Stored items:
----

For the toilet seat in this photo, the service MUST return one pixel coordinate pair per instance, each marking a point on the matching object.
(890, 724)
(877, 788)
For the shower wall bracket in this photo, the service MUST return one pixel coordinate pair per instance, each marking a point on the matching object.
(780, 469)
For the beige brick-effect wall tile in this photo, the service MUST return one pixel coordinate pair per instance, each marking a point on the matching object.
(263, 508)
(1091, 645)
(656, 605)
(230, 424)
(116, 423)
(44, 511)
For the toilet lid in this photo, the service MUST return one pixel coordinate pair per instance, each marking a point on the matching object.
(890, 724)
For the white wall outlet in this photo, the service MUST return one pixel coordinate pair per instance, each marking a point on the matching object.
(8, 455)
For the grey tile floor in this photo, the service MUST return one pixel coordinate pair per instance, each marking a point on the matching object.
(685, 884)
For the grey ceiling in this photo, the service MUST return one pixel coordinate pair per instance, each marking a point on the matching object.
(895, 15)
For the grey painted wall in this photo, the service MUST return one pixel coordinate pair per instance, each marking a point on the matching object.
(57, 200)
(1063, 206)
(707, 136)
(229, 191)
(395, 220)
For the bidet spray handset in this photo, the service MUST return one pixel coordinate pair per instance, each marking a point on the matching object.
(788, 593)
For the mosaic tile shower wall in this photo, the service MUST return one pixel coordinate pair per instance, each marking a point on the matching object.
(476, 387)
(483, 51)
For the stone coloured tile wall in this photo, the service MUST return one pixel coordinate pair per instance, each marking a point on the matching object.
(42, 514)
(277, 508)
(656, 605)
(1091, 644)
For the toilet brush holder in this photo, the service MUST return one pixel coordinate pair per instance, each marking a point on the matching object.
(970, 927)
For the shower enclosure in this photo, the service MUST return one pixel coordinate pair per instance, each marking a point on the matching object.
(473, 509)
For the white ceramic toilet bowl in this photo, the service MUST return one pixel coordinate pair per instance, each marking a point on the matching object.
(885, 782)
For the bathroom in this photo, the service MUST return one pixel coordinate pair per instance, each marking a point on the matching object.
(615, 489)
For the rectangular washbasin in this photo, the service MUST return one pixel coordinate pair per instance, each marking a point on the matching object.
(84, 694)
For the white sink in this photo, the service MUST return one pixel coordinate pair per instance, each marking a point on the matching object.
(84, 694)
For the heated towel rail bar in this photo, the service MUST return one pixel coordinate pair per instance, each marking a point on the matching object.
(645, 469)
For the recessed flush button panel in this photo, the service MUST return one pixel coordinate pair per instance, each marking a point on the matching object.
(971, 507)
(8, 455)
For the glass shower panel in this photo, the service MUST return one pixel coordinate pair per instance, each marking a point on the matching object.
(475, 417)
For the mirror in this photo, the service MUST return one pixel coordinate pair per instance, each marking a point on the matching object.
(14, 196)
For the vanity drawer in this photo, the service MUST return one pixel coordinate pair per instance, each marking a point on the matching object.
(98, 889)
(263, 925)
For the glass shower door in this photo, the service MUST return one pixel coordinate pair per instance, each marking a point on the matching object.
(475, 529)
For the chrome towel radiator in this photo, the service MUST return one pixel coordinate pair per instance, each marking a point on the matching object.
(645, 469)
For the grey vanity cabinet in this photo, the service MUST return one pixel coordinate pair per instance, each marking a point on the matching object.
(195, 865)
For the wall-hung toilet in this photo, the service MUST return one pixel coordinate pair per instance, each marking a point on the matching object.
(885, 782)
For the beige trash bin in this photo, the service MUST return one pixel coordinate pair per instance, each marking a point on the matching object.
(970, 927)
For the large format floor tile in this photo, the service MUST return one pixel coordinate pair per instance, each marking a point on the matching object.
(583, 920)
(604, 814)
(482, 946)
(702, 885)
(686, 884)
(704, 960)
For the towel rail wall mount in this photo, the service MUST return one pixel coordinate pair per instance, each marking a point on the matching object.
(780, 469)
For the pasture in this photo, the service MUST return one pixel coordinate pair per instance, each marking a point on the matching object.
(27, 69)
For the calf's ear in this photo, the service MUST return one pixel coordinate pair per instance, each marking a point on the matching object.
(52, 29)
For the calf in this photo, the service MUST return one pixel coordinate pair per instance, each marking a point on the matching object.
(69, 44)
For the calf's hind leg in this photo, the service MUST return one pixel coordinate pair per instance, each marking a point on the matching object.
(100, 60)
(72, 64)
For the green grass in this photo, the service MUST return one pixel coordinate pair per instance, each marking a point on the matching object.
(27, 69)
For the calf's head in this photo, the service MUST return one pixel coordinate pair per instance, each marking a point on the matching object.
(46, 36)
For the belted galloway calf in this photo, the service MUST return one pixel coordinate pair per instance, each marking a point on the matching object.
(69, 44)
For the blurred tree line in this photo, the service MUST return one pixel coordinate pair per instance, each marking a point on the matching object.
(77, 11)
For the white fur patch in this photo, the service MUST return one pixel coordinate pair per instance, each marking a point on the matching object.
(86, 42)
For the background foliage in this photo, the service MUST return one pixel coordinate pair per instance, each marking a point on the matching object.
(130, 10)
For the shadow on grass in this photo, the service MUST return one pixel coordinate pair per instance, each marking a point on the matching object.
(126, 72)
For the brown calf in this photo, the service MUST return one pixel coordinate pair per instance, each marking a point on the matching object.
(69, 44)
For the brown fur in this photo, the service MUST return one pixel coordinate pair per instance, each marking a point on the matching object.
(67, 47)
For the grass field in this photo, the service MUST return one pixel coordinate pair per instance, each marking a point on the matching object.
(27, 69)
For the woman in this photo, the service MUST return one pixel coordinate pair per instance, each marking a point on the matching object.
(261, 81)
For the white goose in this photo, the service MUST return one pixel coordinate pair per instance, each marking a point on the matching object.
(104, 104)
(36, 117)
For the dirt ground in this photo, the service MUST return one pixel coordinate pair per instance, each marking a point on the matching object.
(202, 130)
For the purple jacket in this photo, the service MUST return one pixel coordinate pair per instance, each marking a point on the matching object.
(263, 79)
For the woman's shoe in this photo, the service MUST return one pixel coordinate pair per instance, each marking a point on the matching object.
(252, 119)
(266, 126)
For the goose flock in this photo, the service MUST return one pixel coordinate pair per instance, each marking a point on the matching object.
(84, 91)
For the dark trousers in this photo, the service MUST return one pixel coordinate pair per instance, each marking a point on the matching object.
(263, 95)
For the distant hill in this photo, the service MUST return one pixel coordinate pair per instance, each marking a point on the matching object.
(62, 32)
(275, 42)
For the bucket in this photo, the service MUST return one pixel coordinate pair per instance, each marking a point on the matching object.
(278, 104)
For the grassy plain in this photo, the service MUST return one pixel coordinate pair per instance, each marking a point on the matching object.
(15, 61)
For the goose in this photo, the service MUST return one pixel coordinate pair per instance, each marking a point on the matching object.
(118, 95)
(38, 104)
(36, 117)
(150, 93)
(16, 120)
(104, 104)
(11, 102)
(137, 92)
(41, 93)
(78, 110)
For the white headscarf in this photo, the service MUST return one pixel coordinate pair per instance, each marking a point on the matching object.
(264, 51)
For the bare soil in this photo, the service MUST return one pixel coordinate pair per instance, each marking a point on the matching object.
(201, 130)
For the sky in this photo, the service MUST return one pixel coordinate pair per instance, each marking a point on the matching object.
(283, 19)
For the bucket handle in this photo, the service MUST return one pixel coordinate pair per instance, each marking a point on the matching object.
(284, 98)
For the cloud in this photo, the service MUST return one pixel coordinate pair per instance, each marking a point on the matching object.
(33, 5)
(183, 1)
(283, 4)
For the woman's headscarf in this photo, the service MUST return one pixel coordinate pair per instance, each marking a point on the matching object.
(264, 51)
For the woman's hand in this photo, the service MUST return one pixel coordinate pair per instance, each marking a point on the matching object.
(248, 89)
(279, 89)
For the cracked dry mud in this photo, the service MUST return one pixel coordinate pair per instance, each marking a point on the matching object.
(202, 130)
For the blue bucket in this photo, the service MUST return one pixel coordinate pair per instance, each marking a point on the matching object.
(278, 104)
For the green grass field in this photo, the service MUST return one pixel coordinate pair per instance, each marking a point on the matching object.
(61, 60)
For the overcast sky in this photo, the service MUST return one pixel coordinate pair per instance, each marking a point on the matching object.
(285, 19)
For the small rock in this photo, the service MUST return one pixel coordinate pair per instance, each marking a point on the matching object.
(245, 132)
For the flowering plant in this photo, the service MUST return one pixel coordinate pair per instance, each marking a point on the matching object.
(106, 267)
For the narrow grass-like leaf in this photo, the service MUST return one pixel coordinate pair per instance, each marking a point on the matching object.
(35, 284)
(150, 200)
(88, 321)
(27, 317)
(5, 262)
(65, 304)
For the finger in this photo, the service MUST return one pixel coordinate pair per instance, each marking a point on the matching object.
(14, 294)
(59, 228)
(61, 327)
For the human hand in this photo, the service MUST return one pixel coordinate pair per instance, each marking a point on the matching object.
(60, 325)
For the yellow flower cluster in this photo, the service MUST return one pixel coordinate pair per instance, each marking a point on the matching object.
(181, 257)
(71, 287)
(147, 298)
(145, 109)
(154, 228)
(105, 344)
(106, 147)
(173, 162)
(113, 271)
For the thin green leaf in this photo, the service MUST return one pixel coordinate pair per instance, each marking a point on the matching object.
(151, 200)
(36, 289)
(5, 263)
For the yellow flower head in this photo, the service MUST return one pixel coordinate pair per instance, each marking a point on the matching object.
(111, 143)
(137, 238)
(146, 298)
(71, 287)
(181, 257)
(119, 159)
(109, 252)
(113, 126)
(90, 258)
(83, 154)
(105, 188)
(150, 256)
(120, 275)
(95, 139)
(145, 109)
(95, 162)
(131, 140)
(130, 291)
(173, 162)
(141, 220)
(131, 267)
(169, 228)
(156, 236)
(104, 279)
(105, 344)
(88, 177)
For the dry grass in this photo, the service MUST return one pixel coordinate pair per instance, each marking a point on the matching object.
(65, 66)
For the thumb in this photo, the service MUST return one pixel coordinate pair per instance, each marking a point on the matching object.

----

• [What to do] From the line holding "For the thin" down to the final line above, quote every line exactly and only those lines.

• [Exercise result]
For the thin green leaf in this photo, the service MUST return one pixel coordinate pair per instance, each marking a point on the matching object.
(151, 200)
(36, 289)
(5, 263)
For the yellow flower head in this photo, the service MUST return one pixel coordinate pair per instance, each marking a point on the matching object.
(111, 143)
(137, 238)
(146, 298)
(71, 287)
(181, 257)
(119, 159)
(109, 252)
(113, 126)
(90, 258)
(83, 154)
(105, 188)
(150, 256)
(120, 275)
(95, 139)
(145, 109)
(95, 162)
(131, 140)
(130, 291)
(173, 162)
(141, 220)
(131, 267)
(169, 228)
(156, 236)
(104, 279)
(105, 344)
(88, 177)
For the dry grass in this photo, the service MUST return one pixel coordinate pair per instance, each marking a point on the matching object.
(65, 66)
For the thumb in this photo, the service MUST return one pixel coordinate pair per instance, each marking a point on the matching object.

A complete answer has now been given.